## Goal
Nothing but the lines from the line with "with short dark" through the end of the data is to be copied, and each is to be copied exactly.

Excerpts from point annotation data
++++++++

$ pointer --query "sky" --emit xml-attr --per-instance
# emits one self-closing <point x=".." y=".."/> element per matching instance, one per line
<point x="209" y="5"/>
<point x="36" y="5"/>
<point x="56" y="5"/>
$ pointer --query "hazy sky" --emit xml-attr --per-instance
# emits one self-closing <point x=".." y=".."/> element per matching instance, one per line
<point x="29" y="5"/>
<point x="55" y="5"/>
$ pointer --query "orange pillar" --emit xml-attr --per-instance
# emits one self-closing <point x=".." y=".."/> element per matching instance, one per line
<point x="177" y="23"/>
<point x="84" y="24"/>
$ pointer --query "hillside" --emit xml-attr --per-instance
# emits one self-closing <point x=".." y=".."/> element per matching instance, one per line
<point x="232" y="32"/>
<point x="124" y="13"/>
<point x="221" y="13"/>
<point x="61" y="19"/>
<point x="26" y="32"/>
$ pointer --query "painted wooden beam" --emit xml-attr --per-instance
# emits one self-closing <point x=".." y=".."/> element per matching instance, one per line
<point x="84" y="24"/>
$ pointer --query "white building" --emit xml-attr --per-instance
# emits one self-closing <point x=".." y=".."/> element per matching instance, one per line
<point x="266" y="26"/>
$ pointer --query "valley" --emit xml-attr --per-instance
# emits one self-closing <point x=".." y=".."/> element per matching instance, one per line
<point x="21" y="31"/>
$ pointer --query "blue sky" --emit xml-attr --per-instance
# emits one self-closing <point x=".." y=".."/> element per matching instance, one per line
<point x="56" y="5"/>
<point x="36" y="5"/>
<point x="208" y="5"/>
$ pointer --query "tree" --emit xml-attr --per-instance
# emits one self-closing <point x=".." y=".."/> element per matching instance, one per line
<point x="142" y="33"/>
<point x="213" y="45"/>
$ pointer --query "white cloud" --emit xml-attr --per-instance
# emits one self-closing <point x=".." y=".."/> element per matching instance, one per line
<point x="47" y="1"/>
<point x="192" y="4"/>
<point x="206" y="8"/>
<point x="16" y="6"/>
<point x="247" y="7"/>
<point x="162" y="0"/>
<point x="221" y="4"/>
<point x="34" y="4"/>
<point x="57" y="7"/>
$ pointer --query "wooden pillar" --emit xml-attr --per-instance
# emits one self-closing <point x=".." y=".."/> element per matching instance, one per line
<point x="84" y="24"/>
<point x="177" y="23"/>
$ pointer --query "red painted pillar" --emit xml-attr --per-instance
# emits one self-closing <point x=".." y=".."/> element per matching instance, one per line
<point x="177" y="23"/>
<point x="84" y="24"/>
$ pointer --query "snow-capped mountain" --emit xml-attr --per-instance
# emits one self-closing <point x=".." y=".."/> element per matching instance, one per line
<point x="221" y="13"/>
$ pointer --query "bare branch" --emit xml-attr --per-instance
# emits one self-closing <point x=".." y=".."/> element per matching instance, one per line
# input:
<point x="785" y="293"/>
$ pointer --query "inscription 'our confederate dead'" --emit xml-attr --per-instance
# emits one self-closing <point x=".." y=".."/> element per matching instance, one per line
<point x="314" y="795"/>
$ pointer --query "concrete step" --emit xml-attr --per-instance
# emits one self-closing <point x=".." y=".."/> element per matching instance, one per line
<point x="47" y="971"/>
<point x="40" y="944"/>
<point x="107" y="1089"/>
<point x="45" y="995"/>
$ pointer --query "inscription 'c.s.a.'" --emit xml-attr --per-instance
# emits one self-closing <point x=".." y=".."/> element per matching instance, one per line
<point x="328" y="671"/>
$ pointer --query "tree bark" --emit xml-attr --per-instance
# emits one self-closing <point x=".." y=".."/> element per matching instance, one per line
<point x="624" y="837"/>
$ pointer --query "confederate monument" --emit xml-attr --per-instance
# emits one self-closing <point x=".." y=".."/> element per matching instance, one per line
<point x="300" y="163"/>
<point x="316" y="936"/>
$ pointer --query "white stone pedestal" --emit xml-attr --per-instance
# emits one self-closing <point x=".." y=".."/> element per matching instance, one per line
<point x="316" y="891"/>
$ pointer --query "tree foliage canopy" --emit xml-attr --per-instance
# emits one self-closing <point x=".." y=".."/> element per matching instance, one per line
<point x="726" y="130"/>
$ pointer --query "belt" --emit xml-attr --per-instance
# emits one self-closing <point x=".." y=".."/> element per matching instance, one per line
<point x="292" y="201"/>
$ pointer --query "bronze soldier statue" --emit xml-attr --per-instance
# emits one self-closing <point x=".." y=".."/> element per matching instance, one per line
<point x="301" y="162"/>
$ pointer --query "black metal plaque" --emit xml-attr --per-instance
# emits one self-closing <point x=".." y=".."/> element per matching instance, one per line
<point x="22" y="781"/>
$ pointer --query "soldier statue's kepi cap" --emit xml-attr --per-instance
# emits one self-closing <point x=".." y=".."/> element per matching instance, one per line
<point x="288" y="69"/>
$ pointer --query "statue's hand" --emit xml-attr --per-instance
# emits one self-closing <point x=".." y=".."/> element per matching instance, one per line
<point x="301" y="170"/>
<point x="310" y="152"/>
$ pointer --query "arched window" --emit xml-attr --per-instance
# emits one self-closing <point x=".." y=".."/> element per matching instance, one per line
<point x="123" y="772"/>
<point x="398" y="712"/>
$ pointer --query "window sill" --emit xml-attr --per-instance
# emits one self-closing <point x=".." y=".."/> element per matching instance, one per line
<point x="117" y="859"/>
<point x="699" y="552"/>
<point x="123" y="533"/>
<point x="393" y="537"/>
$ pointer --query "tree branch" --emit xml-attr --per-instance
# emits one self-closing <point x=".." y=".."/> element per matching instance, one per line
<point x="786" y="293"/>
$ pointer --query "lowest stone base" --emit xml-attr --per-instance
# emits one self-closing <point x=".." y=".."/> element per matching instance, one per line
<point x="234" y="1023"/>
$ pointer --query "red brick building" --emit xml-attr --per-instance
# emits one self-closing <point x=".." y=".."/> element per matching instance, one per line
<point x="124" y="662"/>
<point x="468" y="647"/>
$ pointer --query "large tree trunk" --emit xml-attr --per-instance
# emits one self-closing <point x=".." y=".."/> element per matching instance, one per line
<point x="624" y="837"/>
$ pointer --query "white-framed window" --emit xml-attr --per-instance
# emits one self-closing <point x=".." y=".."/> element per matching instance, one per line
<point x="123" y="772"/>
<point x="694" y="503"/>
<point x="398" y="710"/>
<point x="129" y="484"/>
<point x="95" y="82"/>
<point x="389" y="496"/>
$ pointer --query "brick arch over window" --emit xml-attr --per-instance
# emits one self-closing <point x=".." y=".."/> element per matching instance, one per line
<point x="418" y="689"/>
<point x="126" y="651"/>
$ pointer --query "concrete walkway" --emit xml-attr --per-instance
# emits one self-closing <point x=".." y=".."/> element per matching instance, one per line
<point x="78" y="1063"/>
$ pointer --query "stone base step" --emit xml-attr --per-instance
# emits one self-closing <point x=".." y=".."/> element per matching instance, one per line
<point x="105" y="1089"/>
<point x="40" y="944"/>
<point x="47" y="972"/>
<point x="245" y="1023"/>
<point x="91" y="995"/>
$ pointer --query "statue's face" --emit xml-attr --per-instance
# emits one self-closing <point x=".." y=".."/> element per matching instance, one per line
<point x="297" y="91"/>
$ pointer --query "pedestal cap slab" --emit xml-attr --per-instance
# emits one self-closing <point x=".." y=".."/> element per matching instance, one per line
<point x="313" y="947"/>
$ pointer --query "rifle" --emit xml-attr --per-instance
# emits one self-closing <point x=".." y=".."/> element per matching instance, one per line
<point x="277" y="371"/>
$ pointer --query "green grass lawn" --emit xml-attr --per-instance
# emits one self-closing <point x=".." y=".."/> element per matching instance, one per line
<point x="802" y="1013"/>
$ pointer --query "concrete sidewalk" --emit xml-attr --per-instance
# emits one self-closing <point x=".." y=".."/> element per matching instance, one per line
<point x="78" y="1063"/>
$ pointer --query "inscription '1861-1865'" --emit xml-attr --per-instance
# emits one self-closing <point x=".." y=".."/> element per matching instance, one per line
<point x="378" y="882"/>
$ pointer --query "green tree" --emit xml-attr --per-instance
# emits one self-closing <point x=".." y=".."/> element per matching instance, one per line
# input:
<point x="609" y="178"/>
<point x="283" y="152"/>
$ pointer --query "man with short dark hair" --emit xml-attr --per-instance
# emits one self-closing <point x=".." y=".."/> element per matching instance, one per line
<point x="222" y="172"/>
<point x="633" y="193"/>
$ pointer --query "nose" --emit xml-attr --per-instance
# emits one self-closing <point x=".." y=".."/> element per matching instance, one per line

++++++++

## Result
$ pointer --query "man with short dark hair" --emit xml-attr --per-instance
# emits one self-closing <point x=".." y=".."/> element per matching instance, one per line
<point x="222" y="172"/>
<point x="633" y="193"/>
$ pointer --query "nose" --emit xml-attr --per-instance
# emits one self-closing <point x=".." y=".."/> element per matching instance, one per line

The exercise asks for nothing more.